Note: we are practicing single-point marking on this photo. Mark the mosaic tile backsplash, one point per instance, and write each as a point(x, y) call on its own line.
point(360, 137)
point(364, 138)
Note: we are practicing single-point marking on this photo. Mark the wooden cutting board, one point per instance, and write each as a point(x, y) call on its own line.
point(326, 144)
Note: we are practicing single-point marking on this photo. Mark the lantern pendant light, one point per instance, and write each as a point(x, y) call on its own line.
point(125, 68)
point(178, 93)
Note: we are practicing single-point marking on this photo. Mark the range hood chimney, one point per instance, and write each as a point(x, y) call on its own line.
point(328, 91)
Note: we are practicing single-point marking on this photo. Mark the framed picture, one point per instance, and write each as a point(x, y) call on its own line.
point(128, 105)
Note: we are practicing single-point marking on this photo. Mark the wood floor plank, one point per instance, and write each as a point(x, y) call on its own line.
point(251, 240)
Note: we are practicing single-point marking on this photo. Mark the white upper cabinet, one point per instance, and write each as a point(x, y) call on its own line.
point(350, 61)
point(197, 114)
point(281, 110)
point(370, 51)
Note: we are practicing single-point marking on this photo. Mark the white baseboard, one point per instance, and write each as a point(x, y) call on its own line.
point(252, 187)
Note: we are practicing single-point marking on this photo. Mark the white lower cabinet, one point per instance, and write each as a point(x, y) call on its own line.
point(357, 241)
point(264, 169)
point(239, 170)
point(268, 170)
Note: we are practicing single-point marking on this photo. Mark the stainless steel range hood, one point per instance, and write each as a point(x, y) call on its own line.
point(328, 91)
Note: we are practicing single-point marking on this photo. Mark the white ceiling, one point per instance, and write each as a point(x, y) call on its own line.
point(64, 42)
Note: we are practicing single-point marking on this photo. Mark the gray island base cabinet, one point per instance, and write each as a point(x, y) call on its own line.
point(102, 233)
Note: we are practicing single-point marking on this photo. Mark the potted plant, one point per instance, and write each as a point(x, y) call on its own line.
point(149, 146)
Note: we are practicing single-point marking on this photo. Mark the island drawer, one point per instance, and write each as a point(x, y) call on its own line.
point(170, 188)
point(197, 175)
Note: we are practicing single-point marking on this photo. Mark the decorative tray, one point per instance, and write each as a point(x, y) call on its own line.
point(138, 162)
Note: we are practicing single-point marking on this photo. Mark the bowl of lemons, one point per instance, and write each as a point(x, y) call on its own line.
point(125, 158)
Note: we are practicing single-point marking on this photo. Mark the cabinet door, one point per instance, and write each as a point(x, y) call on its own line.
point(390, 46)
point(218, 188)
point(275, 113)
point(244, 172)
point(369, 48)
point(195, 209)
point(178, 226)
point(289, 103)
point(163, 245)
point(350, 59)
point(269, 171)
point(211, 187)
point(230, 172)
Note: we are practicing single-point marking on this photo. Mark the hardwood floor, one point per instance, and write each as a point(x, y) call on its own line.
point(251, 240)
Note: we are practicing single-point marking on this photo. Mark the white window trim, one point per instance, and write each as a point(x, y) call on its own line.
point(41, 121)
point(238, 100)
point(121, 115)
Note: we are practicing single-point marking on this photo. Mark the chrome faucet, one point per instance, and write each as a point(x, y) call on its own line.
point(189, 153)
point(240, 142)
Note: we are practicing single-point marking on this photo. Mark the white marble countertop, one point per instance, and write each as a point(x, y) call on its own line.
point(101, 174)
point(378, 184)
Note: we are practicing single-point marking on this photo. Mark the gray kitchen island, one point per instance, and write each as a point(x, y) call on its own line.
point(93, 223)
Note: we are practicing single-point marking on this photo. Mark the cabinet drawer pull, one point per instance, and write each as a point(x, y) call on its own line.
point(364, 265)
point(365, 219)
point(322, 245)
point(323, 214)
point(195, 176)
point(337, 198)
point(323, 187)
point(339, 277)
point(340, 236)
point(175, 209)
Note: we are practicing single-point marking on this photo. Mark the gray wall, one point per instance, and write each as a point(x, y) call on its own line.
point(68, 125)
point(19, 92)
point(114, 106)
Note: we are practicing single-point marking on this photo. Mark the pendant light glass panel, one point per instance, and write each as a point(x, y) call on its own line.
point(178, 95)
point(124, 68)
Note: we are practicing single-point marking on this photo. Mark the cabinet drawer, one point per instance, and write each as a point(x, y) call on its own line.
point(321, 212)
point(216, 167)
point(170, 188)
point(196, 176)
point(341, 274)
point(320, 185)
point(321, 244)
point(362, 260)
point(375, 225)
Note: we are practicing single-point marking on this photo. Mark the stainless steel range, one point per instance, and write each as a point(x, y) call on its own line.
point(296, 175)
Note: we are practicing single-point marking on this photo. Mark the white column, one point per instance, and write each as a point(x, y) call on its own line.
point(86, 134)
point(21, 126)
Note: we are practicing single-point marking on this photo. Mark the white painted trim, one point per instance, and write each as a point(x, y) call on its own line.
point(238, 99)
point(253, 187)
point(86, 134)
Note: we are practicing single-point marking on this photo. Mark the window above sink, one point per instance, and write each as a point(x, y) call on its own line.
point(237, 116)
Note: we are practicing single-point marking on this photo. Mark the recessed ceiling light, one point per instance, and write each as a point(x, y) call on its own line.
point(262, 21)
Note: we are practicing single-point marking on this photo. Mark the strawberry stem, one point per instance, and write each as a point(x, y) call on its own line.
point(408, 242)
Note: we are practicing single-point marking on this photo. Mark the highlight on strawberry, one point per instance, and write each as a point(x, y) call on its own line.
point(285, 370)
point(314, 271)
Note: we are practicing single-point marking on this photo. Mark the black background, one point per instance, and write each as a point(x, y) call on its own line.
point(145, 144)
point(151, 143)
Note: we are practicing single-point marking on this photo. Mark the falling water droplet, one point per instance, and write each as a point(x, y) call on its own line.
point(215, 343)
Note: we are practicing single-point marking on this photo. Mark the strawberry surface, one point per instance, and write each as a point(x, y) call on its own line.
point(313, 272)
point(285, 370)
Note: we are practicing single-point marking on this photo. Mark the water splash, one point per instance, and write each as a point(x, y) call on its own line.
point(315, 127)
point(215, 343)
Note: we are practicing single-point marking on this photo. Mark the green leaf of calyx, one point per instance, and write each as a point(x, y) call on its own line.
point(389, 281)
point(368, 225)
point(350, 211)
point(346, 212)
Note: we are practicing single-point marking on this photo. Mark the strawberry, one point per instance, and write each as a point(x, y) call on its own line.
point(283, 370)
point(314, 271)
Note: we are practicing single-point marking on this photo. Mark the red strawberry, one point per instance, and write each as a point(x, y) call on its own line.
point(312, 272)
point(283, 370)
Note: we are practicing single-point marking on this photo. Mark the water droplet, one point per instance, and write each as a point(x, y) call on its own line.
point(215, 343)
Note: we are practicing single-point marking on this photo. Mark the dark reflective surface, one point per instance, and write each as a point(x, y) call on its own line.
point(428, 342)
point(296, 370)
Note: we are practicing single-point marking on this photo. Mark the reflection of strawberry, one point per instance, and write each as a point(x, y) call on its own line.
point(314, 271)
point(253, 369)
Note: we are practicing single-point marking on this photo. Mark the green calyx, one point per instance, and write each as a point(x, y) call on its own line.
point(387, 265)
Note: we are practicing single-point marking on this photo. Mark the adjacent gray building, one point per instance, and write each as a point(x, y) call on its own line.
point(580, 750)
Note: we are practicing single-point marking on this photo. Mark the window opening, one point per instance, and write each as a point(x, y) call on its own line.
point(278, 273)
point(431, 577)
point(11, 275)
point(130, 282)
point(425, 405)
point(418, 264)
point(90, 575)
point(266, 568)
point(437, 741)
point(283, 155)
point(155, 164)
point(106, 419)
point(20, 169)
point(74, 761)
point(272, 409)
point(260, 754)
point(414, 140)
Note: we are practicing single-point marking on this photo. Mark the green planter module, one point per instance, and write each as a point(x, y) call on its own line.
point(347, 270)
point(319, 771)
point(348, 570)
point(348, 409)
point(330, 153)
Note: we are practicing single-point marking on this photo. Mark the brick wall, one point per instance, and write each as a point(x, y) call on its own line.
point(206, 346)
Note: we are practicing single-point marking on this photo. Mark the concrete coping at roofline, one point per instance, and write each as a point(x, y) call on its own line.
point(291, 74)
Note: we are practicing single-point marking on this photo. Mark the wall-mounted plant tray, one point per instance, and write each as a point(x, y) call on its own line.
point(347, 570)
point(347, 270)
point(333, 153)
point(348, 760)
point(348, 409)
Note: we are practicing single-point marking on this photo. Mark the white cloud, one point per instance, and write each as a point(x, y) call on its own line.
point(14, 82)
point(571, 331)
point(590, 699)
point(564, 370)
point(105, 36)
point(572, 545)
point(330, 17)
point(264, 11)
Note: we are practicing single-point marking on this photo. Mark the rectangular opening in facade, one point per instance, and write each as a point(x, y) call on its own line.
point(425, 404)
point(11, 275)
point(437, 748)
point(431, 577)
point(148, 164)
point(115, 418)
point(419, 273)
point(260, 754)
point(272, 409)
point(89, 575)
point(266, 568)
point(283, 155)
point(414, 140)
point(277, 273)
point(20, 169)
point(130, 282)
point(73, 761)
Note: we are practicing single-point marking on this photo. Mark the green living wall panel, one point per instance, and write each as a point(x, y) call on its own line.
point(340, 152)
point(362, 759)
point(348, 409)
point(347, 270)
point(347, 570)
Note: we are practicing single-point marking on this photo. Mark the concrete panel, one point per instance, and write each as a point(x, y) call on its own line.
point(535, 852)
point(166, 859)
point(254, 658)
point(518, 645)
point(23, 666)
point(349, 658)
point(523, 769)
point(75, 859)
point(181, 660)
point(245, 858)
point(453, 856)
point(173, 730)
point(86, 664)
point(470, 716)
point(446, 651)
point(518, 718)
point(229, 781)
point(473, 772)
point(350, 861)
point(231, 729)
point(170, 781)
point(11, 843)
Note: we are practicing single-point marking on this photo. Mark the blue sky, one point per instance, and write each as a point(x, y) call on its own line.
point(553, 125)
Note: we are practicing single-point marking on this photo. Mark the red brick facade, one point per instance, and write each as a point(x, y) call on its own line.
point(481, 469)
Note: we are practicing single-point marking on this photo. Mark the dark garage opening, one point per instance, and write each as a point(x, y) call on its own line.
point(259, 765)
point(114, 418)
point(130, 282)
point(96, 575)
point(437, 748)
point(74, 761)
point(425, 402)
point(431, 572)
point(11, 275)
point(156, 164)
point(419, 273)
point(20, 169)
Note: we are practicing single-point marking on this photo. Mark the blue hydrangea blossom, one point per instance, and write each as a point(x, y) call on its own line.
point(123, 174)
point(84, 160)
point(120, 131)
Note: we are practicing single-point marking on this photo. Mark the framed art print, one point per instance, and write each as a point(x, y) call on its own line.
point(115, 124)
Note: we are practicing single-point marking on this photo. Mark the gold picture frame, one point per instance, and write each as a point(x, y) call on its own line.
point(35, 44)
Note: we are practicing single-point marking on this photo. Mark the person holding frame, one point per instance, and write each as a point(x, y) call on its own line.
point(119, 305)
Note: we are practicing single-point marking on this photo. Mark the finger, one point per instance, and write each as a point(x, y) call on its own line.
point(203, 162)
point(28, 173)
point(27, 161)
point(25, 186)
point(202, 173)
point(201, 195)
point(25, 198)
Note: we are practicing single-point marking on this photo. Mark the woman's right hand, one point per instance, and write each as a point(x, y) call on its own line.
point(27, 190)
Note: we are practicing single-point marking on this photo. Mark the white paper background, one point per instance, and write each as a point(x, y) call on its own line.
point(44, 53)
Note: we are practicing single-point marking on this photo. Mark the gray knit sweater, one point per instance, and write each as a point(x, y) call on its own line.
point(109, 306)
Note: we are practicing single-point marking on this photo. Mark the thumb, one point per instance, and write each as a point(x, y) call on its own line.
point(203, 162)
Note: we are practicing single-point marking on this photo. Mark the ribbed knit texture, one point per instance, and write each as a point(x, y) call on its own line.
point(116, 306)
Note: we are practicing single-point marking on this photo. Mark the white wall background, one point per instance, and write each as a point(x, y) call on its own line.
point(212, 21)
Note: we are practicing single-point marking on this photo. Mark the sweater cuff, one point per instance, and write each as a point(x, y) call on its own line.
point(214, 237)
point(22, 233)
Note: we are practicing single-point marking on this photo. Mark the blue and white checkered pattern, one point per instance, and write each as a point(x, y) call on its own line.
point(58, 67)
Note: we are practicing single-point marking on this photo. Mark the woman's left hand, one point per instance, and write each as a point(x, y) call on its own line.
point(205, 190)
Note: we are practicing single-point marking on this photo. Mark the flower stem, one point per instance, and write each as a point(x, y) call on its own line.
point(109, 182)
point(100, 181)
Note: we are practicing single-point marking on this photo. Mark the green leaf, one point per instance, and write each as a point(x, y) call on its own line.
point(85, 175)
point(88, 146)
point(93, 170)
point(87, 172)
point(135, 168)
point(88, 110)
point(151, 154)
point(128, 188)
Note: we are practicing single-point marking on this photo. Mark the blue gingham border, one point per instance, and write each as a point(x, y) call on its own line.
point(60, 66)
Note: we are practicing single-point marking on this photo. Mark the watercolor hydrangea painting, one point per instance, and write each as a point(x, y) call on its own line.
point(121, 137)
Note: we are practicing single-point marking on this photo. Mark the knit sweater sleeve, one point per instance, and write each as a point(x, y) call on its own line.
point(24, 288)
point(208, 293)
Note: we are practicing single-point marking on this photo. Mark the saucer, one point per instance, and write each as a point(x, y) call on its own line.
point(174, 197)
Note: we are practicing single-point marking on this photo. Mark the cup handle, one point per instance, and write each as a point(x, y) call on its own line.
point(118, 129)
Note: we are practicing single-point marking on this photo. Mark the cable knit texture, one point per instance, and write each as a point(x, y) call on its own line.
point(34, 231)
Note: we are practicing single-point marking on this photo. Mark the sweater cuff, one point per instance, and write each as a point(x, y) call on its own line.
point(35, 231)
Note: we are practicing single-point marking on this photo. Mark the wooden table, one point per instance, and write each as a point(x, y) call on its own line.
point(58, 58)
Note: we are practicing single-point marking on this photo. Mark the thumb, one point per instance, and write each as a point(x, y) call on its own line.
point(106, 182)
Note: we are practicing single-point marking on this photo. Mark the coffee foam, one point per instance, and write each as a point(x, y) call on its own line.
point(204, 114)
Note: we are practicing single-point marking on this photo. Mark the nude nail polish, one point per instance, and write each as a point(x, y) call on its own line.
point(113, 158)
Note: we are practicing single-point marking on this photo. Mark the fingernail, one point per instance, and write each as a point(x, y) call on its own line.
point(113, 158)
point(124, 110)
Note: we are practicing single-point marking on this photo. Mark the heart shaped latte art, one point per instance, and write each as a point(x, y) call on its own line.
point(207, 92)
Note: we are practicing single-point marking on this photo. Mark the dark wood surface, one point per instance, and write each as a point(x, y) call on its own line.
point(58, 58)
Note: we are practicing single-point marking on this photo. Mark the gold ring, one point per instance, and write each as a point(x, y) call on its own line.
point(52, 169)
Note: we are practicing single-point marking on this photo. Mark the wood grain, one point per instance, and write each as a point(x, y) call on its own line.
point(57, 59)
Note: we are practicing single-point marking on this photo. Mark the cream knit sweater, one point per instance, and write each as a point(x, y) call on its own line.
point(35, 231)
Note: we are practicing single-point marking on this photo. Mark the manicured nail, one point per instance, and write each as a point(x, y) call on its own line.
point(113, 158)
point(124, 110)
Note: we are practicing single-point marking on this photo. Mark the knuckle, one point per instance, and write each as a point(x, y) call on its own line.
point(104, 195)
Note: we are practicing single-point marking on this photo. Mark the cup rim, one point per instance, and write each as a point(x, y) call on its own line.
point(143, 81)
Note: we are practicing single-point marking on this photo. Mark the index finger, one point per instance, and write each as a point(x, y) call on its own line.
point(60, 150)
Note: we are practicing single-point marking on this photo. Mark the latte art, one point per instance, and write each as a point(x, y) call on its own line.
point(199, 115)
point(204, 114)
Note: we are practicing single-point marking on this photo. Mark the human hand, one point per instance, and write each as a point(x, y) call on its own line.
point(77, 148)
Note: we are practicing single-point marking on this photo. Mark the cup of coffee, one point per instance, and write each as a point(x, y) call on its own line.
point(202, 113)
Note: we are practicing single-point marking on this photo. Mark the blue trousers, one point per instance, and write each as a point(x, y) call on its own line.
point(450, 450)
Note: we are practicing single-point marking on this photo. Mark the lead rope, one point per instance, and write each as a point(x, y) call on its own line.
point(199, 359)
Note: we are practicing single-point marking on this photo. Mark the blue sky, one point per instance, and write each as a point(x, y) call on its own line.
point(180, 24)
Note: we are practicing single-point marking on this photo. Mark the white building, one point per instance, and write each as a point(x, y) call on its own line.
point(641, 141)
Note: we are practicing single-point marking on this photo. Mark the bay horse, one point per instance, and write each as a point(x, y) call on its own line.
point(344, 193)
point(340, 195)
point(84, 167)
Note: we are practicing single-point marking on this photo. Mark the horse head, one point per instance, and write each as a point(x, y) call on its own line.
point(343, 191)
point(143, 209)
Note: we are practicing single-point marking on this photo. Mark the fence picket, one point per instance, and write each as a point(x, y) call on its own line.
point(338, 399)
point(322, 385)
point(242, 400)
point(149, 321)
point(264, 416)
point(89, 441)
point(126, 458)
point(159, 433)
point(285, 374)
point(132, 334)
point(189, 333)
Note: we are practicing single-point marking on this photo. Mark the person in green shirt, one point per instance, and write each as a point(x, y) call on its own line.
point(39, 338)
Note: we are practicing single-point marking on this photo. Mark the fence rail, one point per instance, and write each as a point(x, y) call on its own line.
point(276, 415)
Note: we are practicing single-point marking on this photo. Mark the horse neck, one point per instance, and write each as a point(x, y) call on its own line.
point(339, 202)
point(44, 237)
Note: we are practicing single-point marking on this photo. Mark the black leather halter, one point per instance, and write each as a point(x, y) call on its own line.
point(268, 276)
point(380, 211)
·····
Format the lines from the one containing "the person in" through the end of the lines as a two-column CSV with the headers input and output. Give one row per line and its answer, with each value enclosed in double quotes and any line breaks within a value replaced by spaces.

input,output
"Note: we are practicing single-point marking on this photo. Mark the person in green shirt, one point per instance, and write each as a point(x, y) call on its own line.","point(39, 338)"
"Note: we are practicing single-point marking on this photo. Mark the fence rail, one point per instance, and write each as a point(x, y) call on its own line.","point(276, 415)"
"Note: we are practicing single-point marking on this photo. Mark the horse neck, one point per instance, and write each as a point(x, y) call on its own line.","point(339, 202) point(44, 237)"
"Note: we are practicing single-point marking on this photo. Mark the black leather halter, one point per instance, and write each as a point(x, y) call on its own line.","point(268, 276) point(380, 211)"